WHAT YOU SHOULD DO: Copy all of the records below word for word, leaving out the pictures.

#### INFORMATION SUPPLIED ####

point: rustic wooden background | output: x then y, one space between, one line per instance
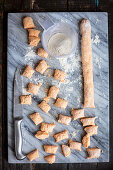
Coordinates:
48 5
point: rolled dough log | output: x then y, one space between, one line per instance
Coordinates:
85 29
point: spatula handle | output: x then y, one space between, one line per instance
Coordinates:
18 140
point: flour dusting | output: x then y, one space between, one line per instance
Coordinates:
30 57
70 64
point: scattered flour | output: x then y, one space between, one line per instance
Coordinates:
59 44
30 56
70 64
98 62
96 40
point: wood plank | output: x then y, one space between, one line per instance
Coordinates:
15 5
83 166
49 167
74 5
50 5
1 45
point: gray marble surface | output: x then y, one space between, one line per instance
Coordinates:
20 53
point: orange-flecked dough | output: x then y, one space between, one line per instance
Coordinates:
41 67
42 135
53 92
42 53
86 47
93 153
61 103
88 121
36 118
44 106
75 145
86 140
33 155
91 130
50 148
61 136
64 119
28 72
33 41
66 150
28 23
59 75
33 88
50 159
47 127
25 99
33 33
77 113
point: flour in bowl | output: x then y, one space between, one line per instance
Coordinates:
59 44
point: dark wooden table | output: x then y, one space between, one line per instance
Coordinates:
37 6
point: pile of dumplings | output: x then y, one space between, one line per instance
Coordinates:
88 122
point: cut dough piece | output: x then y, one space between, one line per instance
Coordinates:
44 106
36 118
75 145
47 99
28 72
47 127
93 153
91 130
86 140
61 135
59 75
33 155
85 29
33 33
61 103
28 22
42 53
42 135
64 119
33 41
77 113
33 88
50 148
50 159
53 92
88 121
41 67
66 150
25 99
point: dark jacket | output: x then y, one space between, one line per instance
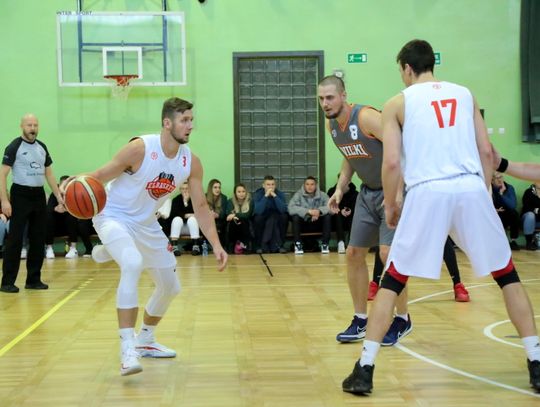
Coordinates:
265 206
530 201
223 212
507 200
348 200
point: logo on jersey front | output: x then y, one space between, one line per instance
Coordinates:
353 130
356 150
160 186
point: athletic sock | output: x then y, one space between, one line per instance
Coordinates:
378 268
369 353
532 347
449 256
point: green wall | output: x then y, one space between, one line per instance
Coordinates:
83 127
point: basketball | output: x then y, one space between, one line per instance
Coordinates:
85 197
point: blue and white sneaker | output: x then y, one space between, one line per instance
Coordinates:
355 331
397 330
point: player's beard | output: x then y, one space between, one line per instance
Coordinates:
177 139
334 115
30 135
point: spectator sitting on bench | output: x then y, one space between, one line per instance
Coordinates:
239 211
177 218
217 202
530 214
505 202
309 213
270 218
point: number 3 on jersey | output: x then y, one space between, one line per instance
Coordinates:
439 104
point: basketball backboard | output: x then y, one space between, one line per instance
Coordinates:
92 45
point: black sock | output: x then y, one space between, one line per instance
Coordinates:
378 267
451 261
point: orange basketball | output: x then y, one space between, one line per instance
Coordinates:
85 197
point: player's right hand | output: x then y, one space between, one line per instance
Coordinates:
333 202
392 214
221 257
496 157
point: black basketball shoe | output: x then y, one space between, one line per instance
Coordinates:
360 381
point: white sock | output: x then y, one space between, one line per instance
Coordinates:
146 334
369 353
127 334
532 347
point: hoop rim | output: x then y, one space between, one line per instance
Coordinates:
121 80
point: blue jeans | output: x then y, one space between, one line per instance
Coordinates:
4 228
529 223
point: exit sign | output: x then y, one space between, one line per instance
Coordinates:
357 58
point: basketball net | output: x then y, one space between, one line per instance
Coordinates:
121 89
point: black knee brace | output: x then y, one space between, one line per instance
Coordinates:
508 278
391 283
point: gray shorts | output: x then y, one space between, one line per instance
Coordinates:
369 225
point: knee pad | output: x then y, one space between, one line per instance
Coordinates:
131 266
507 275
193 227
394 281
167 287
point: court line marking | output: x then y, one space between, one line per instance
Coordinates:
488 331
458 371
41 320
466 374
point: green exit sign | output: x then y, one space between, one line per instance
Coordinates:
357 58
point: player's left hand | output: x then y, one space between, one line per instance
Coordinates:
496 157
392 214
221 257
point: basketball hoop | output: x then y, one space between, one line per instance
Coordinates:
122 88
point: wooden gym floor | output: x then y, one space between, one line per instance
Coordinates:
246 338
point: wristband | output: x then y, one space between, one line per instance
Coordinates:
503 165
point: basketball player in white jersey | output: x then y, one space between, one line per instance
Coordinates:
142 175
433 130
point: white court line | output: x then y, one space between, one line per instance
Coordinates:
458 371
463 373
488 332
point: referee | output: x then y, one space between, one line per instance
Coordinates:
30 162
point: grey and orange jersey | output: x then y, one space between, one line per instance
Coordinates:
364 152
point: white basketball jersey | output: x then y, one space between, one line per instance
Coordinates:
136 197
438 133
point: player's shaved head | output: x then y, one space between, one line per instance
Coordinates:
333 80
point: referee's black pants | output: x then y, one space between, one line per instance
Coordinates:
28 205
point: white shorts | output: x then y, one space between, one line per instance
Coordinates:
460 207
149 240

####

CORRECT OUTPUT:
point: rustic wooden background | output: x then y, one space between, one line per instance
Coordinates:
48 5
point: rolled dough log | output: x then y, one space between, one line per instance
Coordinates:
85 29
point: spatula handle | output: x then y, one space between, one line per instance
Coordinates:
18 140
point: flour dusting | output: x then y, one space between, one line per instance
Coordinates:
30 57
70 64
point: scattered flour | output: x then y, one space between, one line per instance
Coordinates:
59 44
30 56
70 64
98 62
96 40
point: wood plank | output: x then y, one space between, one line per instance
Coordinates:
15 5
83 166
49 167
74 5
50 5
1 45
point: gray marble surface | output: x then y, one space between, one line per instance
Coordinates:
20 53
point: orange-flecked dough | output: x then y, one space between, one line per instance
Coordinates:
41 67
42 135
53 92
42 53
86 47
93 153
61 103
88 121
36 118
44 106
75 145
86 140
33 155
91 130
50 148
61 136
64 119
28 72
33 41
66 150
28 23
59 75
33 88
50 159
47 127
25 99
33 33
77 113
point: flour in bowl | output: x then y, one space between, one line per instance
Coordinates:
59 44
point: dark wooden table | output: x then y, one space between, one line per instance
Coordinates:
37 6
point: pile of dumplings | output: x then y, one space between, one line per instance
Coordinates:
88 122
point: cut dough piece | output: x then y, one space between, one line per instance
Coordinates:
44 106
36 118
75 145
47 99
28 72
47 127
93 153
91 130
86 140
61 135
59 75
33 155
85 29
33 33
61 103
28 22
42 53
42 135
64 119
33 41
77 113
33 88
50 148
50 159
53 92
88 121
41 67
66 150
25 99
point: dark jacket | output: x then y, one space between, one line per instance
Coordinates:
265 206
530 201
223 212
507 200
348 200
point: logo on jersey front | output: x then y, one space between, one line per instance
Coordinates:
353 130
356 150
160 186
point: athletic sock | output: x then y, one space between, one line per instance
Coordinates:
378 268
369 353
532 347
449 256
point: green wall | output: x then y, one space between, one line per instance
Coordinates:
83 127
point: basketball | output: x then y, one space between, one line per instance
Coordinates:
85 197
point: blue and white sneaker | output: x then y, one space between, one line per instance
Coordinates:
355 331
397 330
point: player's beard | output: x then y, one space between, one line per instance
Coordinates:
177 139
334 115
30 135
point: spectator sitting on bench | output: x then y, one space between, one line per instance
Coordinates:
239 211
177 218
217 202
530 214
505 202
309 213
270 218
point: number 3 on jersey | output: x then y, one space between, one line per instance
Coordinates:
439 104
point: basketball backboard | output: x then y, one space between, one line per instance
Coordinates:
92 45
point: black sock | output: x then y, one space between, one line per instance
Coordinates:
378 267
451 261
point: orange basketball | output: x then y, one space between, one line per instance
Coordinates:
85 197
point: player's right hand | output: x then y, one space between, one line per instance
Coordinates:
333 202
392 214
221 257
496 157
point: black basketball shoe | output: x then y, one space between, one line per instance
Coordinates:
360 381
point: white sock | output: x then y, one space between, one line per instance
Coordinates:
146 334
369 353
127 334
532 347
point: hoop rim | output: x then y, one space between, one line per instance
Coordinates:
121 80
point: blue jeans | output: x then y, one space between, one line per instance
Coordinates:
4 228
529 223
point: exit sign | output: x then y, one space between, one line per instance
Coordinates:
357 58
point: basketball net | output: x then y, one space between, one line per instance
Coordinates:
121 89
point: black knee brace | output: x then y, one space between, one line per instance
Coordinates:
508 278
391 283
point: gray shorts | output: x then y, one space between, one line per instance
Coordinates:
369 225
point: knee pad | output: x then y, one space between, one line per instance
Coordinates:
131 266
507 275
193 227
394 281
167 287
point: court line marking | output: x then y, one space between, one line per instance
Coordinates:
488 331
458 371
41 320
466 374
point: green exit sign | output: x then y, one space between, one line per instance
Coordinates:
357 58
point: player's left hand | output: x then y, one space between, one line per instance
Coordinates:
496 157
392 214
221 257
point: basketball hoop | output: x then y, one space between, one line per instance
Coordinates:
122 88
point: wooden gym floor | output: x then y, one space between, one line per instance
Coordinates:
246 338
point: wristband | output: x then y, one space between, one line per instance
Coordinates:
503 165
point: basketball player in white jersey | output: x then y, one space between, one line per instance
Coordinates:
142 175
433 130
point: white court line | output: x then y, one space between, one line per instance
Coordinates:
458 371
463 373
488 332
point: referee | output: x then y, one space between, one line per instance
Coordinates:
30 162
point: grey and orange jersey | output: x then y, one space between, one line per instance
Coordinates:
364 152
point: white basketball jersey | output: x then y, one space between, one line per instance
Coordinates:
136 197
438 133
point: player's shaved head | output: x then y, one space between, one line per instance
Coordinates:
333 80
point: referee's black pants | output: x then y, one space between, one line per instance
Coordinates:
28 205
point: white shorts | output: x then y, one space between, one line per instance
Coordinates:
460 207
149 240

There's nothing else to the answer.